Return every line of the records below that contains the string "sedan". Matching is case-sensitive.

### Listed records

** BEGIN **

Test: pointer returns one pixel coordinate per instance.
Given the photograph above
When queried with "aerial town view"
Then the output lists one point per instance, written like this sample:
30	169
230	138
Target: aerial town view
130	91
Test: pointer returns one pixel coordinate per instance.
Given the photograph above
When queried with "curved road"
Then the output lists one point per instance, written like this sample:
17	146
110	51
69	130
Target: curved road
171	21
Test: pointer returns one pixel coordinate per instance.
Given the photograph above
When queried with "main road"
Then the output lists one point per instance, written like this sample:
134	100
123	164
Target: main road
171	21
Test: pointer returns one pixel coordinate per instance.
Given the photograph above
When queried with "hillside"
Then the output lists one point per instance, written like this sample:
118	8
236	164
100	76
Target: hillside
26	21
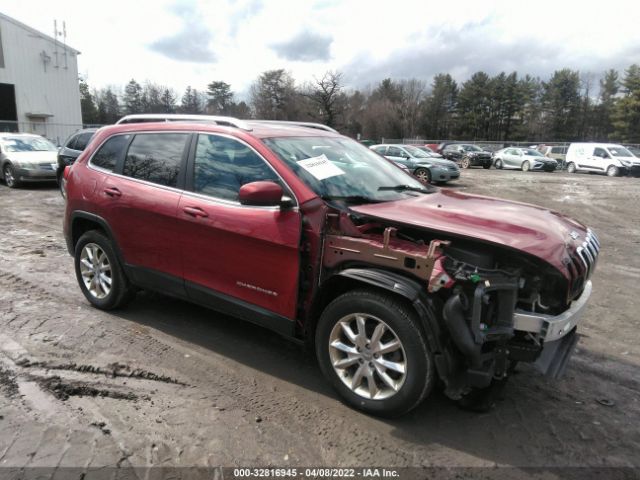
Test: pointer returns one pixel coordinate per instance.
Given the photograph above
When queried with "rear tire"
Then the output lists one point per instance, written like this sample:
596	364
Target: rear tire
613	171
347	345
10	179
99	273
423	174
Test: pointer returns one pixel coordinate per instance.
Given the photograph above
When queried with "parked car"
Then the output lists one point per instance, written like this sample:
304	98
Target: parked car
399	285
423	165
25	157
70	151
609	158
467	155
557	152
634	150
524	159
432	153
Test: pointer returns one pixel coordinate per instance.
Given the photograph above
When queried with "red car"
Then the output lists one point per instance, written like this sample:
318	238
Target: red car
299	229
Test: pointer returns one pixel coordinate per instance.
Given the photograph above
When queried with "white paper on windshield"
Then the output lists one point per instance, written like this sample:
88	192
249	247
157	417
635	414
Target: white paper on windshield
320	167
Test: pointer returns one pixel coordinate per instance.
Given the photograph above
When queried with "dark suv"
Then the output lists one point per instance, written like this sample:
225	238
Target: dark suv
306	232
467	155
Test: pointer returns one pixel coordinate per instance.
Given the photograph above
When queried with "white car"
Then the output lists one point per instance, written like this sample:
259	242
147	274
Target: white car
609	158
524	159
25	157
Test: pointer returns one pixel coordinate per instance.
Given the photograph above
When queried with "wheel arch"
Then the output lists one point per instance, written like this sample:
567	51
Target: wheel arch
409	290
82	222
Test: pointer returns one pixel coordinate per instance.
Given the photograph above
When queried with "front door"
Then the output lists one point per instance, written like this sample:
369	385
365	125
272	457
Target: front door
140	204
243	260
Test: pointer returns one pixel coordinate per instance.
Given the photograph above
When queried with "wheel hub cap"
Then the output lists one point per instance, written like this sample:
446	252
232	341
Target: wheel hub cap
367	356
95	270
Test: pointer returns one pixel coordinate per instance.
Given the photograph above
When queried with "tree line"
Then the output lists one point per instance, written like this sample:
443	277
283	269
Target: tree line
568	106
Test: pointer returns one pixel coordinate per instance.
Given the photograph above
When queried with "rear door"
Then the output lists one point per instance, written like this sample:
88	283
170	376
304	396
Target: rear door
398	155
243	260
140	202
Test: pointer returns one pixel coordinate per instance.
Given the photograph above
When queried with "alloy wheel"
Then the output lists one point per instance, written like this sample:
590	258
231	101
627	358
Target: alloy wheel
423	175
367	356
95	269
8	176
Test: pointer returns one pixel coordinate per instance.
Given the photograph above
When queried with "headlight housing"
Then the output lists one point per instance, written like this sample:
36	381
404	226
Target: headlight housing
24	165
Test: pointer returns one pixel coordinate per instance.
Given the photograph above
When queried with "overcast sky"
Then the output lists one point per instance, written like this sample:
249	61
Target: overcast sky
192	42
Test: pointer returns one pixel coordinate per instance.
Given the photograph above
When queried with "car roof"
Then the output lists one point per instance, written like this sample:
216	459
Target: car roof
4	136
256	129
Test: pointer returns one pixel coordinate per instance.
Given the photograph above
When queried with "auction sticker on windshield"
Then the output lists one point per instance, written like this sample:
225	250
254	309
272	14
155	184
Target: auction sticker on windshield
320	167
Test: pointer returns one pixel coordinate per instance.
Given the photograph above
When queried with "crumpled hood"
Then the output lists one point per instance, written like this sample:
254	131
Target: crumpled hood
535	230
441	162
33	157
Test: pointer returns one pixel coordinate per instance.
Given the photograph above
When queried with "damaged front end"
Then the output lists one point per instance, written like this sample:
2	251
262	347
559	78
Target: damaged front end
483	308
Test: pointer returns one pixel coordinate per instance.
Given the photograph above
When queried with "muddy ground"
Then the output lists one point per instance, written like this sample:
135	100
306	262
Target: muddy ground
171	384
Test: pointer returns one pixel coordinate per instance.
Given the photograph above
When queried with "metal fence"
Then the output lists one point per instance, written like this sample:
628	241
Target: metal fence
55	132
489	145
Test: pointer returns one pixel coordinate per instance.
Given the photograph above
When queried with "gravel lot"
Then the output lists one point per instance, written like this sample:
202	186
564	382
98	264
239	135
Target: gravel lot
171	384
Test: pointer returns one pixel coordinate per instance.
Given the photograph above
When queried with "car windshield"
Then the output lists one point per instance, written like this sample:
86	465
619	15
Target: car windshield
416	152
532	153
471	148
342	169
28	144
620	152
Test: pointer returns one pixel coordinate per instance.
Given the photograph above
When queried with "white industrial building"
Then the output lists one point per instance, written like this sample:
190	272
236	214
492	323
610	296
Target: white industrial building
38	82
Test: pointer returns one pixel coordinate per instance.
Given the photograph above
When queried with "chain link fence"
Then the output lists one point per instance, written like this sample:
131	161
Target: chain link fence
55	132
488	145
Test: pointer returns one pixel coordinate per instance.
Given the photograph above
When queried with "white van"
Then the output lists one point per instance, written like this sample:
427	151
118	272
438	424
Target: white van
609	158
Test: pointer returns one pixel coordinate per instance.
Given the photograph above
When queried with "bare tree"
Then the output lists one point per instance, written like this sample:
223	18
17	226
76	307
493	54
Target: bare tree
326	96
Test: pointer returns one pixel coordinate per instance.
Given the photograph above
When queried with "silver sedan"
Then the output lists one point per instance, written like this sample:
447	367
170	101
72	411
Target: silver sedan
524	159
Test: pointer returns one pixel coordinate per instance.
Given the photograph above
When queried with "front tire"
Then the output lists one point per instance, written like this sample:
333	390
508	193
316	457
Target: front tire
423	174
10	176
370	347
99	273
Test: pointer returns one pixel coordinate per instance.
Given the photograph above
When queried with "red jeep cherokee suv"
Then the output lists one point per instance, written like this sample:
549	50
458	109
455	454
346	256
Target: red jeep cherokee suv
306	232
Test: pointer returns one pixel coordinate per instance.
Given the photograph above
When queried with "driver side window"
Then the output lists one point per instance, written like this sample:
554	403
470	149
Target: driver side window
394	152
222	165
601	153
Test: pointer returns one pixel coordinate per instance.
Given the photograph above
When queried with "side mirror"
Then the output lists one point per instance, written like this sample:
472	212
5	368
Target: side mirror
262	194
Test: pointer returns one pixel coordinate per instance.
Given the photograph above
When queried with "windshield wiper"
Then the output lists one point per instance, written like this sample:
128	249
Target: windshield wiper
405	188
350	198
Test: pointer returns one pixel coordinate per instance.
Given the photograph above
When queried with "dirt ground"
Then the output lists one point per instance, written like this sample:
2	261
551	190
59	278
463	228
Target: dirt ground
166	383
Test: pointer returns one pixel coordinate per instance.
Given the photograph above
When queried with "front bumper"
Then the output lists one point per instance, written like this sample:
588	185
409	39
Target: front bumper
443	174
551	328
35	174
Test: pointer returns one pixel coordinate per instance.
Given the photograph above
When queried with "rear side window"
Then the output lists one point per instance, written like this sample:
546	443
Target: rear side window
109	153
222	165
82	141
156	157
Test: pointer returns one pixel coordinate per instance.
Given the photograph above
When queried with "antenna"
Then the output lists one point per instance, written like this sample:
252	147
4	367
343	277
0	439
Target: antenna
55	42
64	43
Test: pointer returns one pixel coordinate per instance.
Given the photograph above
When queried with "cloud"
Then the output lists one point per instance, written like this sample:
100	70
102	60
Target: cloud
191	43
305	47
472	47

** END **
** BEGIN **

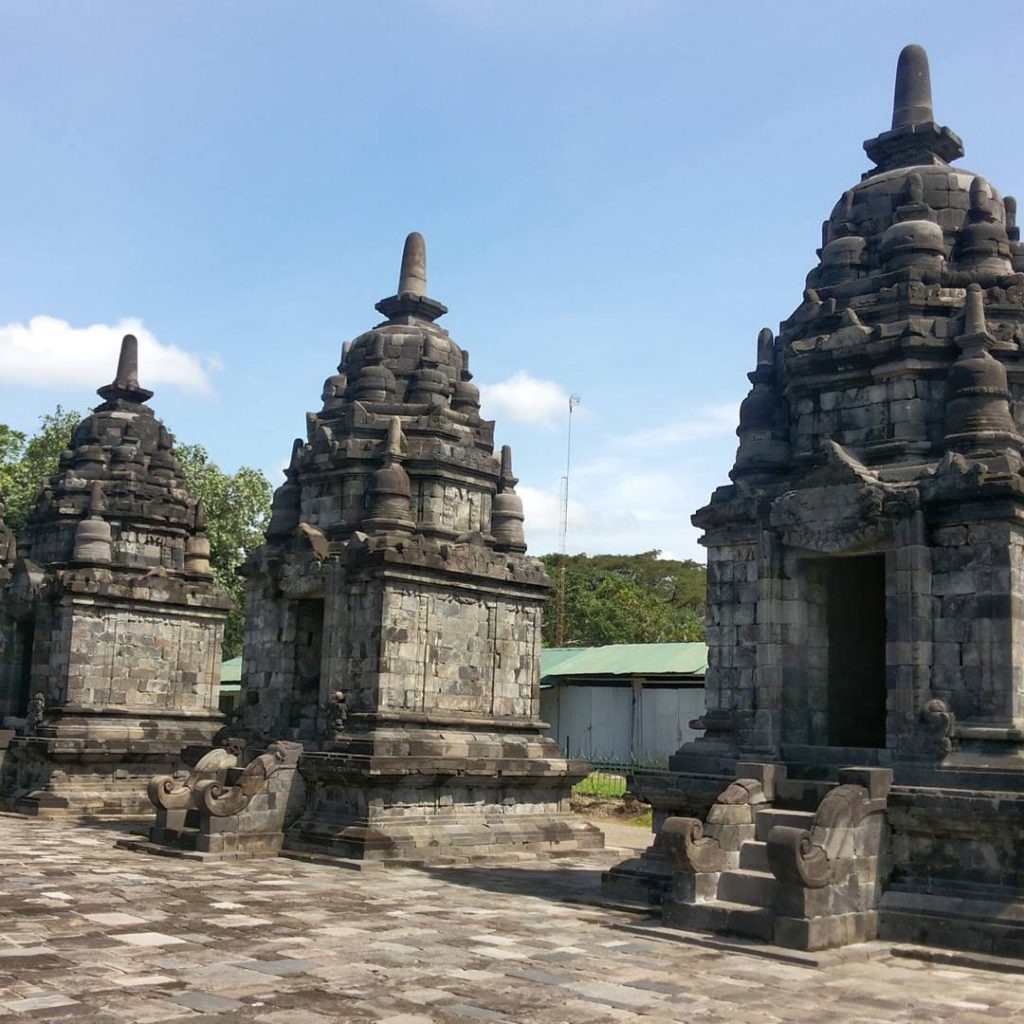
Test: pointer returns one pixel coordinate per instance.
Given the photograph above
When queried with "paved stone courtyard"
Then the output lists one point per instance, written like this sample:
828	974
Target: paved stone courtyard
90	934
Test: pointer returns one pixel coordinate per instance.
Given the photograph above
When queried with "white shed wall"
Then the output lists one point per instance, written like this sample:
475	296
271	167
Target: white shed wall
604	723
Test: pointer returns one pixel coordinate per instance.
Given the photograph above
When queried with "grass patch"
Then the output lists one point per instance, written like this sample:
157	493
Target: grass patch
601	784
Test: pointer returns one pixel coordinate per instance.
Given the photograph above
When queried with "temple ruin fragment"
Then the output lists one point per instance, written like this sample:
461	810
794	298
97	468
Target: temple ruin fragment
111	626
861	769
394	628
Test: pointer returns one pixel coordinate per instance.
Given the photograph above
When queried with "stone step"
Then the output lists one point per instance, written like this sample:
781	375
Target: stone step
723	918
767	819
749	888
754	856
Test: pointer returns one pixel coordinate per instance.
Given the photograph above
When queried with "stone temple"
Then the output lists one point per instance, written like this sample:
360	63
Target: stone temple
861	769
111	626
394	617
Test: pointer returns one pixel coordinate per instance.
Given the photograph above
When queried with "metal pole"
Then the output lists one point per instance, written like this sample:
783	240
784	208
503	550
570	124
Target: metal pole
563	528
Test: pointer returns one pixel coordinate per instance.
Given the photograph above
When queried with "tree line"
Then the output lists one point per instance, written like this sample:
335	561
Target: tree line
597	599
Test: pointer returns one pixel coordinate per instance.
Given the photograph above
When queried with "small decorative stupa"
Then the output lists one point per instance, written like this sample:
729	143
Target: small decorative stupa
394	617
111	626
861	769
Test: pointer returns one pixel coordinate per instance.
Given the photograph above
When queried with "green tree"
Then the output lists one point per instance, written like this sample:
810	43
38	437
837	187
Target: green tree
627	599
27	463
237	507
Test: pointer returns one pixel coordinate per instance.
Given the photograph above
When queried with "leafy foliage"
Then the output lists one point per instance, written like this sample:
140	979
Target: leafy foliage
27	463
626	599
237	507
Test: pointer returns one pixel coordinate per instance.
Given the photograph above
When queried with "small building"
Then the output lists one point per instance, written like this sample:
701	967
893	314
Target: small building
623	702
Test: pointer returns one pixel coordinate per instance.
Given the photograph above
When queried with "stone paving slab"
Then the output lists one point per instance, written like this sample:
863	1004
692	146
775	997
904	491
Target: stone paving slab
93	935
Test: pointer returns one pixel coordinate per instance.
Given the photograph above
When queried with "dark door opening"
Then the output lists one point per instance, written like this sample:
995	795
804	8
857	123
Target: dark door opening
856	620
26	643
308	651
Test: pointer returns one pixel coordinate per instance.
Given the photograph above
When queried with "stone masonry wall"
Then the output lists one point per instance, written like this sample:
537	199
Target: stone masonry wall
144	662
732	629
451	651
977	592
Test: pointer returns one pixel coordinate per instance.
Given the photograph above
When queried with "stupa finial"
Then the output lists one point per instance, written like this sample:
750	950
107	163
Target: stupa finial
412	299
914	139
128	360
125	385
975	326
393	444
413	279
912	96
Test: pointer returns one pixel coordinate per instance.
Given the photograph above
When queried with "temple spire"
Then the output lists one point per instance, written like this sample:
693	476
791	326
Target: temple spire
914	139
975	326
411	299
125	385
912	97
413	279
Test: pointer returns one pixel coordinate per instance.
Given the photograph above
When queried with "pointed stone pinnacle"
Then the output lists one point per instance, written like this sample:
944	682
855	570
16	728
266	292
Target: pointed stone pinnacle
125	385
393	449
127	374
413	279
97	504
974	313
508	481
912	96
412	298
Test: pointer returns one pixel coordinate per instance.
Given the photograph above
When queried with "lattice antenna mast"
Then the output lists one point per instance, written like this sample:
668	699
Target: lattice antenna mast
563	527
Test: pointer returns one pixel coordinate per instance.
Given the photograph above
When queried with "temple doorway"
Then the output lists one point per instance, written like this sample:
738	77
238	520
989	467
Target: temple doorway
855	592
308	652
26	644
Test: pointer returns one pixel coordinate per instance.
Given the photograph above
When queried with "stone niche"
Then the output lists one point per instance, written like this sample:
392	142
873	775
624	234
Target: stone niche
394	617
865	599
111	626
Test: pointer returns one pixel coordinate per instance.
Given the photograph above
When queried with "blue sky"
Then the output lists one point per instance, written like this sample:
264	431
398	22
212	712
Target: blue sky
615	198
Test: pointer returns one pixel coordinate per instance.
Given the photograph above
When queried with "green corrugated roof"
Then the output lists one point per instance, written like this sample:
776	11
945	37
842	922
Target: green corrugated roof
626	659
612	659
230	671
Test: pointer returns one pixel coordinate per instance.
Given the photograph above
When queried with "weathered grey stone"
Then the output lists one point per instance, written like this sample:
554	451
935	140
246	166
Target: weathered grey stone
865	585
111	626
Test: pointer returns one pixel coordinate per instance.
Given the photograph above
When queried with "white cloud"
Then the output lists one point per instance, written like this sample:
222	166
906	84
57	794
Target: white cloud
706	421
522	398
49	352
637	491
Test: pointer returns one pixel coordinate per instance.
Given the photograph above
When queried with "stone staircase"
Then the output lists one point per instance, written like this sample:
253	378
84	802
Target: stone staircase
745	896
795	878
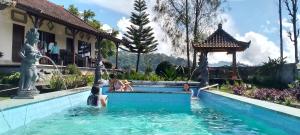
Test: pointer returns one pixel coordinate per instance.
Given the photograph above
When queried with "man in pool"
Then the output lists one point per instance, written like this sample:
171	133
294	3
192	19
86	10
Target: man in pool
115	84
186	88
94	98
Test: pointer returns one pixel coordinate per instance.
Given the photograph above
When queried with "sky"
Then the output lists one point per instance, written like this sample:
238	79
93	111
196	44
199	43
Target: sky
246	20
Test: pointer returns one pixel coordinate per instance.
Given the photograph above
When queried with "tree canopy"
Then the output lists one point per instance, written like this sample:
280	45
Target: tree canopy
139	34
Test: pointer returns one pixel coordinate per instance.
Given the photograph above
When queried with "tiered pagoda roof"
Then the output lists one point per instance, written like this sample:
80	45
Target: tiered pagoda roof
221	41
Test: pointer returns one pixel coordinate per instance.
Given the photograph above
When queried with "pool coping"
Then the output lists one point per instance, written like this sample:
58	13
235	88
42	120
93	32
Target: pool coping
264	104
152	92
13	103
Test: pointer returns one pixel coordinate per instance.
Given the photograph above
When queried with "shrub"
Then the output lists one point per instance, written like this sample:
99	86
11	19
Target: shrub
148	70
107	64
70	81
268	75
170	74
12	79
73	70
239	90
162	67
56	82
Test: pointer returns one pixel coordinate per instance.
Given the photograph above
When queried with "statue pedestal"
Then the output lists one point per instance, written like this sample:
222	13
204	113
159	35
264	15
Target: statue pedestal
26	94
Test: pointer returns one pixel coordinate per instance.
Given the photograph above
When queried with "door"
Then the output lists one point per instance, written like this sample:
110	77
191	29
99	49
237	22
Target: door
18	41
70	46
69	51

** END **

### Exercise response
When queried with "silver sedan"
Target: silver sedan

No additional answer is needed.